◆ **Задания**:
A. Перепечатайте из дневниковой записи фрагмент, начиная со слов «На другой день» и заканчивая словами «вернулись в город.».
B. Ответьте по дневниковой записи на вопросы:
(i) Сколько романсов Мясковский послал в Российское Музыкальное Издательство?
(ii) Какое произведение Бетховена было принесено на урок к Есиповой?
(iii) Каким было море во время прогулки на Васильевский остров?

◆ **Текст для изучения**:
########################################
2 октября
В четверг тридцатого числа был у меня первый урок у Анны Николаевны. Накануне я сидел и занимался дома; только вечером заглянул к Колечке Мясковскому. Оказывается, что в Российское Музыкальное Издательство он послал восемь романсов и из них приняли только один. Это уже хуже, чем я думал. Смотрел наброски его Второй Симфонии - ничего, но не больше. Конечно, он её блестяще разделает контрапунктически и она, в конце концов, станет очень интересной. В настоящее же время я только констатирую факт, что она не особенно интересна и не слишком самостоятельна.
В четверг пришёл в Консерваторию на есиповский урок; принёс «Авророчку» Бетховена. Я находил, что выучил её очень хорошо. Но Есипова в самом начале несколько раз оборвала меня по пустякам, а дальше заставила играть ужасно скоро. Лично я доволен моей игрой и, по-моему, сделал с прошлого года солидный успех.
Выйдя из класса, я встретил милую Тоньку, которая стояла и слушала меня за дверью. Тут же прогуливались Ганзен с Абрамычевой.
Ганзен очень подурнела: на шее, на чёрной тесьме появился лорнет, с которым она ежеминутно нянчилась. Я склонен думать, что это подурнение временное, но всё же факт на лицо, что это была уже не та очаровательная Фрида, какой она бывала в иные дни весной. Я почувствовал, что прошла пора увлечения ею, хотя ещё память об увлечении и осталась. Я разговаривал с ней весьма равнодушно и иронически осудил её желание кончать Консерваторию в этом году.
На другой день был Покров, люди, конечно, не учились, но я и Антоша пришли в Консерваторию, дабы встретиться там и пойти гулять. Я потянул её к морю, на Васильевский остров. Тонюшка бодро шагала под руку со мной, подходя к морю утверждала, что она вовсе не устала, и весело болтала. Море было тёмно-серое, почти свинцовое, несмотря на ясный день; бегали маленькие волнушки. Мы с Тонюшей постояли, посмотрели, задул ветер, да Тоня куда-то спешила, мы скоро повернули, дошли до трама и в траме вернулись в город.
########################################
◆ **Исходный материал**:
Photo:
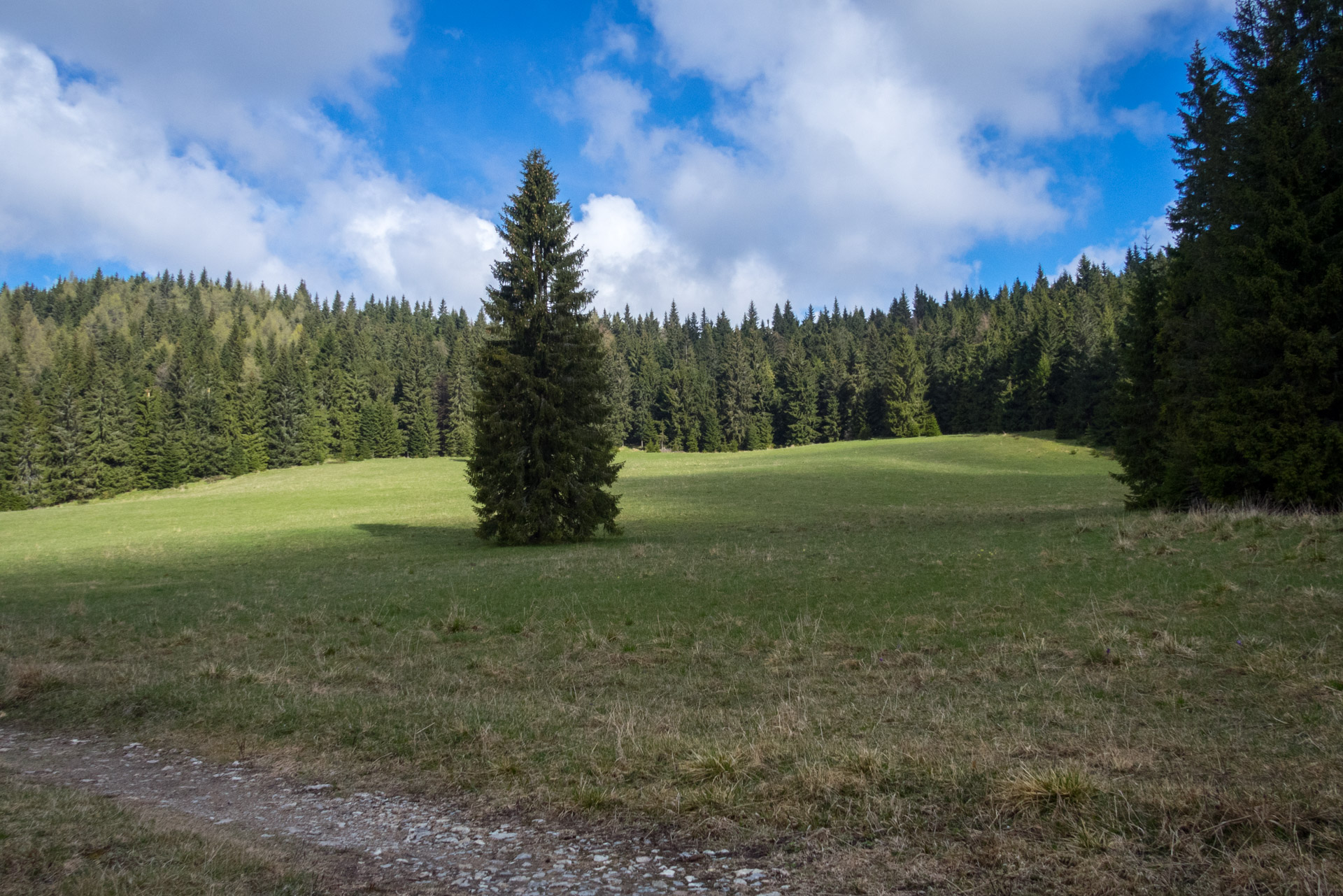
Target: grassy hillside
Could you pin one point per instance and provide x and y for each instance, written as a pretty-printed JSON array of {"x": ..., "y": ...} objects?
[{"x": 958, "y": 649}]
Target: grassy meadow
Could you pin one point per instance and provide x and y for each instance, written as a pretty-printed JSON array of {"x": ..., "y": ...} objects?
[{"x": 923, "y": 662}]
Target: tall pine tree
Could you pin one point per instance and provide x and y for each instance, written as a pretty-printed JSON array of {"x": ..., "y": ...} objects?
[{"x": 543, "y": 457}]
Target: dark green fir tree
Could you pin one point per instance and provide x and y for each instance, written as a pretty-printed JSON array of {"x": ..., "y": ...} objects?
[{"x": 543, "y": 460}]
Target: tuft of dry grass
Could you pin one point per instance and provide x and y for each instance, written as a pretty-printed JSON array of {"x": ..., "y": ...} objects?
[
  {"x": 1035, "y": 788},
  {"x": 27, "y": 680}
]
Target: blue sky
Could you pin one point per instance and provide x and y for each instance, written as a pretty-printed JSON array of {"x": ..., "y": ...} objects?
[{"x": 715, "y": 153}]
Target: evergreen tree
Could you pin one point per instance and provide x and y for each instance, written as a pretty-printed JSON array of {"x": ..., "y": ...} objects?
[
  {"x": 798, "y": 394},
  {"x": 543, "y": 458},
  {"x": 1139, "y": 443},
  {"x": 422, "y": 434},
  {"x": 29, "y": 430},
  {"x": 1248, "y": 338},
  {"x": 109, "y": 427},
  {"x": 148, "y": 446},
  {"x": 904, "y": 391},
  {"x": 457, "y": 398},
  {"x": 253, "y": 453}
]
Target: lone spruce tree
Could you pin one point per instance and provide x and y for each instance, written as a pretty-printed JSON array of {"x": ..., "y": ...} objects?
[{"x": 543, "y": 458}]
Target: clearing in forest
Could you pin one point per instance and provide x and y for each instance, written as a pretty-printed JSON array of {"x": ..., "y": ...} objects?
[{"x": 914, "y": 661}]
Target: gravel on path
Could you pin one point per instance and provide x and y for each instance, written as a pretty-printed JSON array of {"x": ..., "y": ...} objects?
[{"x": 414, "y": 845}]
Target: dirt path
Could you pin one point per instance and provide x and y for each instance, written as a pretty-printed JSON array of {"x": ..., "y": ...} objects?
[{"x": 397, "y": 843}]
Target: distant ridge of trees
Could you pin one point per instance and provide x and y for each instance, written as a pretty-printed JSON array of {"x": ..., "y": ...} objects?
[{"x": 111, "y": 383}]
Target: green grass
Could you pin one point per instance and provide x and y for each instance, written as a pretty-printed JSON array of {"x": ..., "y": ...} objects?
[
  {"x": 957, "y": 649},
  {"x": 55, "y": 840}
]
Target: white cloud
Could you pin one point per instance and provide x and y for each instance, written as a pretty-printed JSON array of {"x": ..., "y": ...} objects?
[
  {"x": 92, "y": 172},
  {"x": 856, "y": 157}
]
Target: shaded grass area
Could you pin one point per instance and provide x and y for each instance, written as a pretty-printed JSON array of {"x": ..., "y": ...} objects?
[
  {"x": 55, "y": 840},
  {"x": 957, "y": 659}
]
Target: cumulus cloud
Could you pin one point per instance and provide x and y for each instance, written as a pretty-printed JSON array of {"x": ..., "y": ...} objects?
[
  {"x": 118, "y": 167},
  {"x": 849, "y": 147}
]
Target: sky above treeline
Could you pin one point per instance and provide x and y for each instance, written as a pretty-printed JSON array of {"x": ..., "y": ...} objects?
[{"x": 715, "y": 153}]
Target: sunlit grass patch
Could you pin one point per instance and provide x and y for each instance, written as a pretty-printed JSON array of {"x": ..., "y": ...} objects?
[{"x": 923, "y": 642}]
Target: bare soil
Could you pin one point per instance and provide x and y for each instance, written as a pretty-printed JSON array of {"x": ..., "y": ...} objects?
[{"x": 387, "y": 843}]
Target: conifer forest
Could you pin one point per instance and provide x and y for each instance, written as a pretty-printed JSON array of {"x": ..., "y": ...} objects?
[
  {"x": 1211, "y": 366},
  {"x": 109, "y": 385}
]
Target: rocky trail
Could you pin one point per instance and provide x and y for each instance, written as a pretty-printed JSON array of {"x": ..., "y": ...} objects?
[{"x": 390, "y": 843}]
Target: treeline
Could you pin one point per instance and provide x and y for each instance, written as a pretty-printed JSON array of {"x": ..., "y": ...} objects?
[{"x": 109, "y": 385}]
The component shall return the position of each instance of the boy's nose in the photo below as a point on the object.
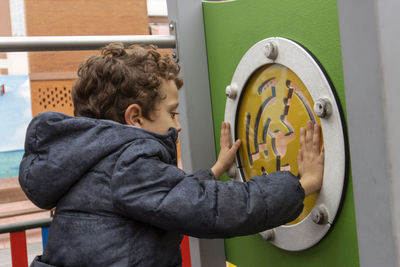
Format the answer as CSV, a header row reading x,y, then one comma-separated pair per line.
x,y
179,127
########################################
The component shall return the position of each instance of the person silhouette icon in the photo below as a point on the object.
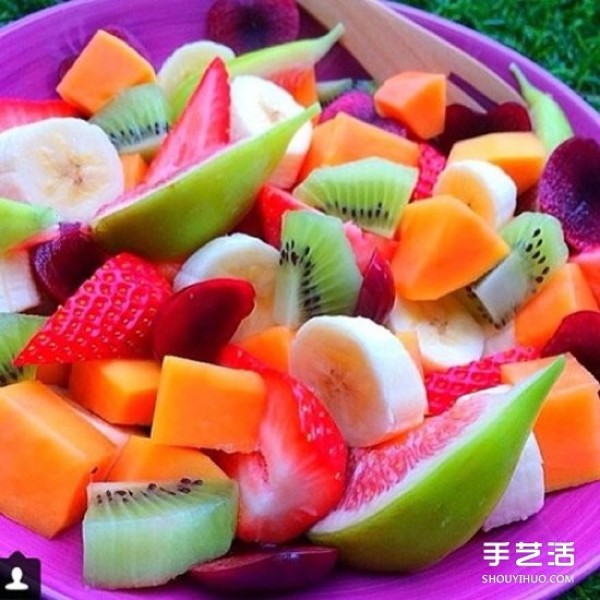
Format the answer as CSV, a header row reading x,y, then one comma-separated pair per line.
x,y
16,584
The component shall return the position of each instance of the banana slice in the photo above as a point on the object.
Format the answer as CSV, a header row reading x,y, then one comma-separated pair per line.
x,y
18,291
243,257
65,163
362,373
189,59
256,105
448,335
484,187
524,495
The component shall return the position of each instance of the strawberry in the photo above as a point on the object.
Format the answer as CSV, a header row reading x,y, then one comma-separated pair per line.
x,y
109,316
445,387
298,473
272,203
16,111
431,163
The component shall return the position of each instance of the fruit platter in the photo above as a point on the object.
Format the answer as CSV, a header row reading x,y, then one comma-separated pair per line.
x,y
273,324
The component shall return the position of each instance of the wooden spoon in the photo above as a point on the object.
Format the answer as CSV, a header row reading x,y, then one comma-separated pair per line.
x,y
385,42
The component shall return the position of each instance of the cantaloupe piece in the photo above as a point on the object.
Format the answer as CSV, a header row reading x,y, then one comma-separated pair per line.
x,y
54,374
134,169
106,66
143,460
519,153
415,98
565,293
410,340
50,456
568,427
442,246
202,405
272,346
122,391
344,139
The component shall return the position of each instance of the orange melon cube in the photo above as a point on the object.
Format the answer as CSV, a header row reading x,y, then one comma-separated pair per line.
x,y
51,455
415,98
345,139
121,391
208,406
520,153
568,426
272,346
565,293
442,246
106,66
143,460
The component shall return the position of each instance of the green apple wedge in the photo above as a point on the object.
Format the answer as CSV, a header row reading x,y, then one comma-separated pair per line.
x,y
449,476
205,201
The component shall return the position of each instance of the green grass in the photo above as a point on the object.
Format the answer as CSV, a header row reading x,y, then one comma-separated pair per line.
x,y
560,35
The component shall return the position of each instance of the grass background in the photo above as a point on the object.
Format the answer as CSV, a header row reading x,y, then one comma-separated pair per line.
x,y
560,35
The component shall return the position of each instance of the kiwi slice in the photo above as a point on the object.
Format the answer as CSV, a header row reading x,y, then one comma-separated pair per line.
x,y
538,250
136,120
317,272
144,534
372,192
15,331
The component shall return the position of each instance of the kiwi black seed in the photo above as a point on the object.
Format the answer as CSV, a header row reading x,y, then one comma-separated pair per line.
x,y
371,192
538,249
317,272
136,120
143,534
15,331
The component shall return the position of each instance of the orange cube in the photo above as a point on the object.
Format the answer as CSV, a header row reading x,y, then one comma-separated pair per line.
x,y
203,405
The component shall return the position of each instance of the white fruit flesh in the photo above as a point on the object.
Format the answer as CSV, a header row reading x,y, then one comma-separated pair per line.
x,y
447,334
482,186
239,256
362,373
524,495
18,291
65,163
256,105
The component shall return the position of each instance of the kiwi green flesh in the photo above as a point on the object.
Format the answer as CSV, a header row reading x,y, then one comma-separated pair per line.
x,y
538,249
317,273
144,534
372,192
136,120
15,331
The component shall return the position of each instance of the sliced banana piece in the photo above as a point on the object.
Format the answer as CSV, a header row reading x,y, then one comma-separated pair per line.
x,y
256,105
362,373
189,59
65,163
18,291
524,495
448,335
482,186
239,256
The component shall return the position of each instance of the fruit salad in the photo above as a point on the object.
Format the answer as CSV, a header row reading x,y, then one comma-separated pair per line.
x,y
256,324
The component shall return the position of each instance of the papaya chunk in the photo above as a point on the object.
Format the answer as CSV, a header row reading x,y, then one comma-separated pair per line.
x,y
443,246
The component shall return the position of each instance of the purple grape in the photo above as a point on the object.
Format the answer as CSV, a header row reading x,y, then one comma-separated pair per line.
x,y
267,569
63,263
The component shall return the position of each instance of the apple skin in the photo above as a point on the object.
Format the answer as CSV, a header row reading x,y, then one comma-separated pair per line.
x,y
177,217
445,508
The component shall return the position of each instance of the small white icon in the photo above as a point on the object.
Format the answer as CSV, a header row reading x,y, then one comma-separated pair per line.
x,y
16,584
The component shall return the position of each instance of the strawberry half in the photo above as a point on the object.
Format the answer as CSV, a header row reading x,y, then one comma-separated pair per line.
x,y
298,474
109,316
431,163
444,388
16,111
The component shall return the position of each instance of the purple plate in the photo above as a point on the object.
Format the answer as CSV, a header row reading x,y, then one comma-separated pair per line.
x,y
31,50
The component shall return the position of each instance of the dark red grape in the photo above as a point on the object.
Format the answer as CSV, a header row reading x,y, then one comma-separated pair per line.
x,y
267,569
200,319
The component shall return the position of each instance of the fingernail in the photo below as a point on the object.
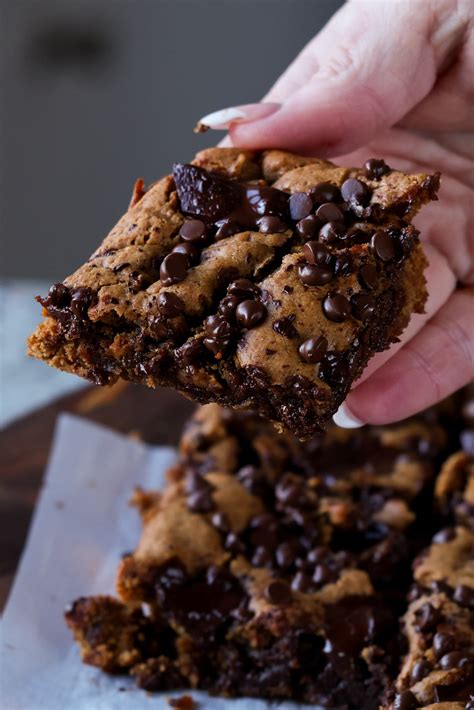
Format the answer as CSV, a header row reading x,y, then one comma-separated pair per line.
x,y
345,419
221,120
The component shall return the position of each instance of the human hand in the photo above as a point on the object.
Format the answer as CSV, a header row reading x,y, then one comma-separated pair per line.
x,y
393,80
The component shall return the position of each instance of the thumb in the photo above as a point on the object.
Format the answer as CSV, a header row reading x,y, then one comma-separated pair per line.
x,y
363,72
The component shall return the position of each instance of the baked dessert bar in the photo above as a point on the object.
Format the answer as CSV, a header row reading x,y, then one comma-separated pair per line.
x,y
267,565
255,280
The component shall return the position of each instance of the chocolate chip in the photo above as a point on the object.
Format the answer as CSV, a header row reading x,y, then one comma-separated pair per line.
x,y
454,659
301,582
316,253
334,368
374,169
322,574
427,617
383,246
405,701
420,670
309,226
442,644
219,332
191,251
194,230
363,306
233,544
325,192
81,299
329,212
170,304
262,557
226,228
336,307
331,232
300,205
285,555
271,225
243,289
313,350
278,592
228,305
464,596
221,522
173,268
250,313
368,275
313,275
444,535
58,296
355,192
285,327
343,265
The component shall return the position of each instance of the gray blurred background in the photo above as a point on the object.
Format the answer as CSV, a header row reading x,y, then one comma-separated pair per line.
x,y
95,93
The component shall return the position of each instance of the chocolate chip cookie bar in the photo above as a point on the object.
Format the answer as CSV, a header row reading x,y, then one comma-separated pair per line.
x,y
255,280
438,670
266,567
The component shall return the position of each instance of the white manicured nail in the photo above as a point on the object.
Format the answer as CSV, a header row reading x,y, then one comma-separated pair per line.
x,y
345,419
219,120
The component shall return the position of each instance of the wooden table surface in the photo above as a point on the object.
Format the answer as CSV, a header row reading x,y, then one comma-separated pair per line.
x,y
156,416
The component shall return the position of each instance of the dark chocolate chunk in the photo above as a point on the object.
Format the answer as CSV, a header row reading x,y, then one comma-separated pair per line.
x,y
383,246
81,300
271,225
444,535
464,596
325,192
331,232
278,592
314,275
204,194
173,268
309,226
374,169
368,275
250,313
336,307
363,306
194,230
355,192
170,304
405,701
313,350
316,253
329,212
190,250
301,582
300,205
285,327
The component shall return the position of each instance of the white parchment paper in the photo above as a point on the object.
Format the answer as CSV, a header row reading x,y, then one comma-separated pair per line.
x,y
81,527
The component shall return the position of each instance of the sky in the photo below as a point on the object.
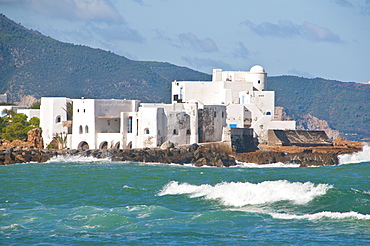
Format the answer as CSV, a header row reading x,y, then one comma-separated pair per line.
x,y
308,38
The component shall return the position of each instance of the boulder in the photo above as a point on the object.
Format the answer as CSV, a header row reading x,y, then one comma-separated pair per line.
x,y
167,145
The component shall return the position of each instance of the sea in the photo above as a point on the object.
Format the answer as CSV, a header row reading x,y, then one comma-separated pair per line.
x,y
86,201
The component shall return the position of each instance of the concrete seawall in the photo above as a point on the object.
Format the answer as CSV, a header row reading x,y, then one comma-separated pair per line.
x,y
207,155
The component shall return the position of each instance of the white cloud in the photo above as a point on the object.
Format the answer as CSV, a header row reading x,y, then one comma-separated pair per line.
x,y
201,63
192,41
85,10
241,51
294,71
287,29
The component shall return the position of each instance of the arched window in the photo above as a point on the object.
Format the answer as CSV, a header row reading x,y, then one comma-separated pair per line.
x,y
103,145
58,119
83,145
########################################
◆ **Ожидаемые ответы**:
A.
На другой день был Покров, люди, конечно, не учились, но я и Антоша пришли в Консерваторию, дабы встретиться там и пойти гулять. Я потянул её к морю, на Васильевский остров. Тонюшка бодро шагала под руку со мной, подходя к морю утверждала, что она вовсе не устала, и весело болтала. Море было тёмно-серое, почти свинцовое, несмотря на ясный день; бегали маленькие волнушки. Мы с Тонюшей постояли, посмотрели, задул ветер, да Тоня куда-то спешила, мы скоро повернули, дошли до трама и в траме вернулись в город.

B.
(i) Восемь.
(ii) «Авророчку».
(iii) Тёмно-серым, почти свинцовым.